══ Material for this exercise
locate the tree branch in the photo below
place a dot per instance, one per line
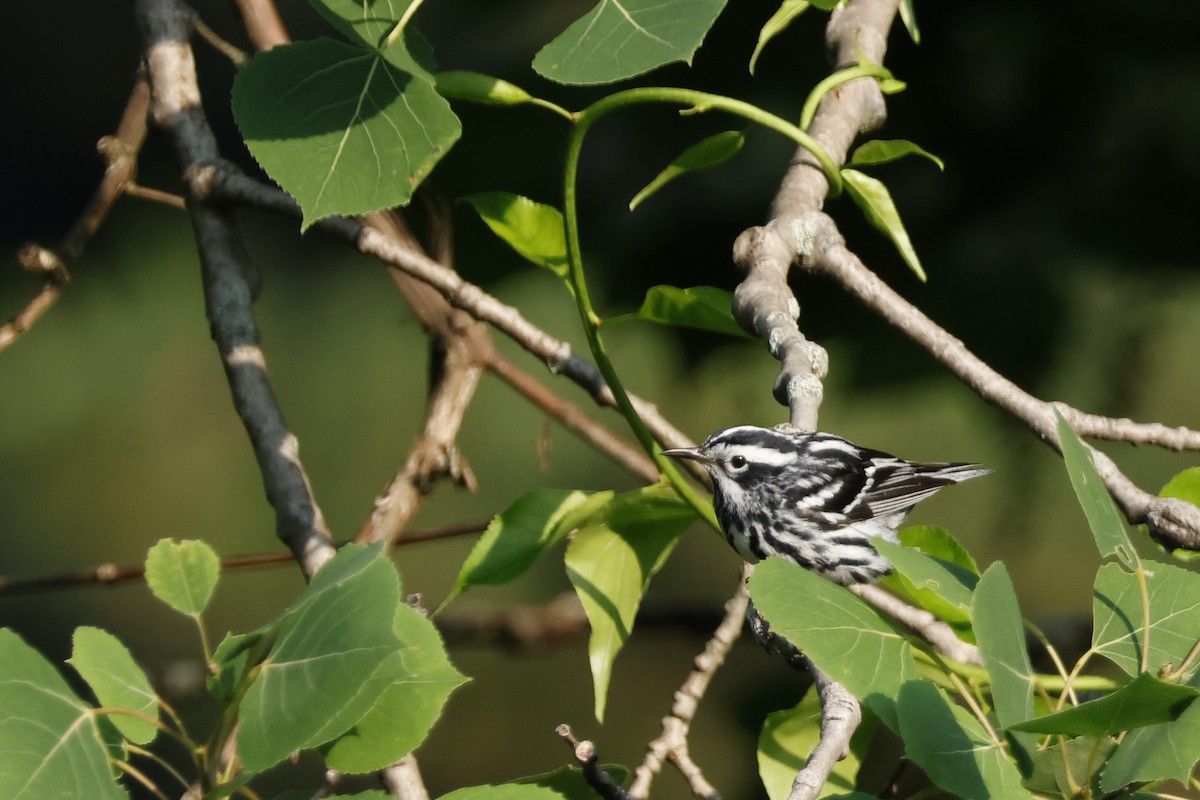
(672, 743)
(120, 152)
(228, 286)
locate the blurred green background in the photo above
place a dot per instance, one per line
(1060, 246)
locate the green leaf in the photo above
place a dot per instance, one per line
(478, 88)
(1168, 751)
(118, 681)
(520, 534)
(611, 561)
(845, 637)
(51, 741)
(1104, 519)
(1000, 633)
(706, 308)
(1063, 767)
(534, 230)
(403, 713)
(1174, 615)
(787, 11)
(789, 737)
(953, 749)
(1144, 701)
(706, 154)
(327, 669)
(622, 38)
(183, 575)
(939, 587)
(881, 151)
(341, 128)
(503, 792)
(939, 543)
(873, 197)
(909, 17)
(569, 782)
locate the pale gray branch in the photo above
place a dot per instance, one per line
(229, 278)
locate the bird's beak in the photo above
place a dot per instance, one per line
(691, 453)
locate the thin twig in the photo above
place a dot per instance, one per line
(672, 743)
(120, 152)
(587, 758)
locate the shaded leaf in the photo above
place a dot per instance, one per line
(183, 575)
(51, 741)
(881, 151)
(569, 782)
(117, 680)
(873, 197)
(939, 543)
(706, 154)
(1105, 522)
(328, 667)
(1144, 701)
(405, 711)
(953, 749)
(622, 38)
(787, 11)
(1062, 767)
(1174, 617)
(533, 229)
(1167, 751)
(846, 638)
(520, 534)
(705, 308)
(1000, 633)
(787, 739)
(342, 128)
(611, 561)
(939, 587)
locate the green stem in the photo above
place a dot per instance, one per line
(694, 101)
(833, 82)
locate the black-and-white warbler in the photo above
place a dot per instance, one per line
(814, 498)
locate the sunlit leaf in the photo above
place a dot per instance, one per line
(779, 22)
(937, 542)
(709, 152)
(939, 587)
(611, 561)
(1168, 751)
(873, 197)
(333, 660)
(1000, 633)
(51, 741)
(881, 151)
(705, 308)
(953, 749)
(1105, 522)
(1174, 596)
(533, 229)
(520, 534)
(118, 681)
(1144, 701)
(845, 637)
(622, 38)
(183, 575)
(342, 128)
(406, 710)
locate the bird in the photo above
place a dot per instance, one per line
(814, 498)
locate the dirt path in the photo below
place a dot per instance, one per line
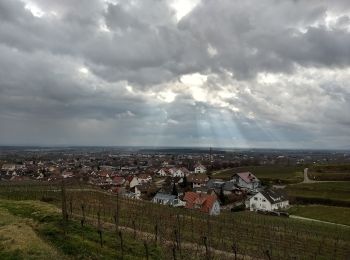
(320, 221)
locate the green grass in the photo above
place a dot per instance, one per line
(328, 190)
(253, 233)
(270, 173)
(33, 230)
(336, 172)
(333, 214)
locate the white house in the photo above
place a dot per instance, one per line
(163, 172)
(268, 200)
(134, 182)
(246, 180)
(167, 199)
(199, 168)
(181, 172)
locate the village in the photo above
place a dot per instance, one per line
(177, 181)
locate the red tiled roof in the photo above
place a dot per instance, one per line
(204, 202)
(248, 177)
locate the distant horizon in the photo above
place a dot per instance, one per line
(192, 73)
(171, 147)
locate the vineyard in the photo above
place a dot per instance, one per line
(187, 234)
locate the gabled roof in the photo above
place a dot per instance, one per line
(274, 196)
(204, 202)
(247, 177)
(197, 178)
(164, 196)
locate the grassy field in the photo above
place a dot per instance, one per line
(330, 172)
(338, 191)
(18, 240)
(339, 215)
(251, 233)
(274, 174)
(33, 230)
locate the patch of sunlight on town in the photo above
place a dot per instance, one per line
(183, 7)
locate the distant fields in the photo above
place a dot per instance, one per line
(270, 173)
(330, 172)
(340, 215)
(336, 191)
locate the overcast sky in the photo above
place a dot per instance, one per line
(252, 73)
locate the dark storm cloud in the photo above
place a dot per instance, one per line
(110, 72)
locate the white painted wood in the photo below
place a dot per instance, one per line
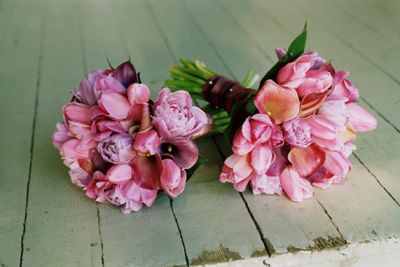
(127, 239)
(66, 228)
(19, 44)
(62, 223)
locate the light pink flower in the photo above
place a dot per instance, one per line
(295, 187)
(60, 136)
(360, 119)
(261, 158)
(264, 184)
(294, 73)
(173, 178)
(297, 133)
(316, 81)
(237, 168)
(117, 148)
(280, 103)
(255, 130)
(344, 88)
(174, 115)
(138, 93)
(335, 109)
(147, 142)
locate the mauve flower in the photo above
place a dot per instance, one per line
(316, 81)
(255, 130)
(334, 109)
(60, 136)
(173, 178)
(360, 119)
(280, 103)
(293, 74)
(264, 184)
(295, 187)
(117, 148)
(297, 133)
(131, 197)
(173, 114)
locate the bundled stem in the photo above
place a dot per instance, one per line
(192, 77)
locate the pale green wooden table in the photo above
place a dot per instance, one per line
(46, 47)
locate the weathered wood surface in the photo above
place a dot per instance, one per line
(48, 46)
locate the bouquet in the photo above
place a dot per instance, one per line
(294, 132)
(121, 147)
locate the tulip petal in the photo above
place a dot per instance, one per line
(306, 160)
(295, 187)
(147, 170)
(119, 173)
(280, 103)
(360, 119)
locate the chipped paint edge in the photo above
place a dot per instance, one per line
(358, 254)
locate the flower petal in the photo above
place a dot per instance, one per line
(280, 103)
(306, 160)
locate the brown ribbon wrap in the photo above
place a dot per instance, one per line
(224, 93)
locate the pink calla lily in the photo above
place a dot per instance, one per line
(280, 103)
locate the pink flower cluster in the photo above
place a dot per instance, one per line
(302, 135)
(121, 149)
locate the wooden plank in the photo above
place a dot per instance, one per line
(20, 30)
(133, 239)
(62, 224)
(208, 212)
════
[Exercise description] Pictures are not part of the copy; reproduce everything else in the records exactly.

[Written answer]
locate the tree branch in the photo below
place a dot per instance, one per line
(672, 743)
(120, 152)
(228, 286)
locate the blurred green background in the photo above
place a dot per instance, one per line
(1060, 246)
locate the green leaf in the photo above
place a dot per instance, one per line
(478, 88)
(1168, 751)
(118, 681)
(520, 534)
(611, 561)
(845, 637)
(51, 741)
(1104, 519)
(1000, 633)
(706, 308)
(1063, 767)
(534, 230)
(403, 713)
(1174, 615)
(787, 11)
(789, 737)
(953, 749)
(1144, 701)
(706, 154)
(327, 669)
(622, 38)
(183, 575)
(939, 587)
(881, 151)
(341, 128)
(503, 792)
(939, 543)
(873, 197)
(909, 17)
(569, 782)
locate the pale gray branch in the photo above
place a dot per instance, one per line
(229, 278)
locate the bird's beak in the photo above
place a dot per instance, one per line
(691, 453)
locate the thin twig in the photo above
place a dot per instance, one per line
(672, 743)
(120, 152)
(587, 758)
locate the shaded leaf in the photo above
place a dot per instance, one per line
(183, 575)
(51, 741)
(881, 151)
(569, 782)
(117, 680)
(873, 197)
(939, 543)
(706, 154)
(1105, 522)
(328, 667)
(1144, 701)
(405, 711)
(953, 749)
(622, 38)
(787, 11)
(1062, 767)
(1174, 617)
(533, 229)
(1167, 751)
(846, 638)
(520, 534)
(705, 308)
(1000, 633)
(787, 739)
(342, 128)
(611, 561)
(939, 587)
locate the green stem in the photo above
place a dot per instance, one per line
(694, 101)
(833, 82)
locate the black-and-white warbler in the photo above
place a dot per instance, one per line
(814, 498)
locate the sunlit leaf in the photo above
place a dot per instance, one per line
(779, 22)
(937, 542)
(709, 152)
(939, 587)
(611, 561)
(1168, 751)
(873, 197)
(333, 660)
(1000, 633)
(51, 741)
(881, 151)
(705, 308)
(953, 749)
(1105, 522)
(1174, 596)
(533, 229)
(520, 534)
(118, 681)
(1144, 701)
(845, 637)
(622, 38)
(183, 575)
(342, 128)
(406, 710)
locate the bird in the photo above
place a dot per instance, one per line
(814, 498)
locate the dirt path in the photo below
place a dot per instance, one per line
(320, 221)
locate the green grass in the photo above
place a dot per instance, one per line
(328, 190)
(253, 233)
(270, 173)
(33, 230)
(336, 172)
(333, 214)
locate the white house in the photo above
place a dot per instance, one per line
(163, 172)
(268, 200)
(134, 182)
(246, 180)
(167, 199)
(199, 168)
(181, 172)
locate the village in the photo above
place a dot per instance, one per line
(177, 181)
locate the red tiled roof in the photo above
place a dot per instance, one per line
(204, 202)
(248, 177)
locate the distant horizon in the photo above
place a dot per instance, one per line
(192, 73)
(171, 147)
locate the vineyard in the photo above
place a dot per instance, one per line
(187, 234)
locate the gabled roof in the photo above
place a dot per instance, one per line
(274, 196)
(204, 202)
(247, 177)
(197, 178)
(164, 196)
locate the grassy field in the photo above
place a dot per instance, one per line
(330, 172)
(338, 191)
(18, 240)
(339, 215)
(251, 233)
(274, 174)
(33, 230)
locate the patch of sunlight on town in the photo above
place a dot per instance, one per line
(183, 7)
locate the distant fields in the photo above
place a dot per instance, one per line
(270, 173)
(330, 172)
(340, 215)
(336, 191)
locate the overcast sky in the photo above
place a dot per instance, one per line
(252, 73)
locate the dark storm cloud in the photo above
place a dot per instance, one per line
(110, 72)
locate the white painted wood in the photo below
place a dot per instance, one per line
(127, 239)
(66, 228)
(19, 44)
(62, 223)
locate the light pink flower in the photo above
place a dot per instance, one per line
(295, 187)
(60, 136)
(360, 119)
(261, 158)
(264, 184)
(294, 73)
(173, 178)
(297, 133)
(316, 81)
(237, 168)
(117, 148)
(280, 103)
(255, 130)
(344, 88)
(174, 115)
(138, 93)
(335, 109)
(147, 142)
locate the mauve flower in the photo above
place a dot per instance, one per line
(316, 81)
(255, 130)
(334, 109)
(60, 136)
(173, 178)
(360, 119)
(280, 103)
(293, 74)
(264, 184)
(295, 187)
(117, 148)
(297, 133)
(131, 197)
(173, 114)
locate the bundled stem in the photo above
place a dot per instance, one per line
(192, 77)
locate the pale green wooden table in the photo above
place a dot per instance, one per line
(46, 47)
locate the weathered wood surface in the photo above
place a dot per instance, one per line
(48, 46)
locate the bouquet in the photo above
place a dot per instance, one per line
(294, 132)
(121, 147)
locate the tulip petal in the photo above
place a dot per instance, one per line
(306, 160)
(295, 187)
(147, 170)
(119, 173)
(280, 103)
(360, 119)
locate the chipped paint edge in the photo above
place a dot per instance, one per line
(358, 254)
locate the flower petal in the photo above
place a dot per instance, one per line
(280, 103)
(306, 160)
locate the brown ribbon wrap in the photo above
place a dot per instance, one per line
(224, 93)
locate the pink calla lily in the photo above
place a dot per instance, one per line
(280, 103)
locate the pink flower cluster in the photo above
place a dot per instance, one per line
(302, 135)
(121, 149)
locate the wooden plank in the photo above
place a dot per instance, one per line
(20, 30)
(133, 239)
(62, 224)
(208, 212)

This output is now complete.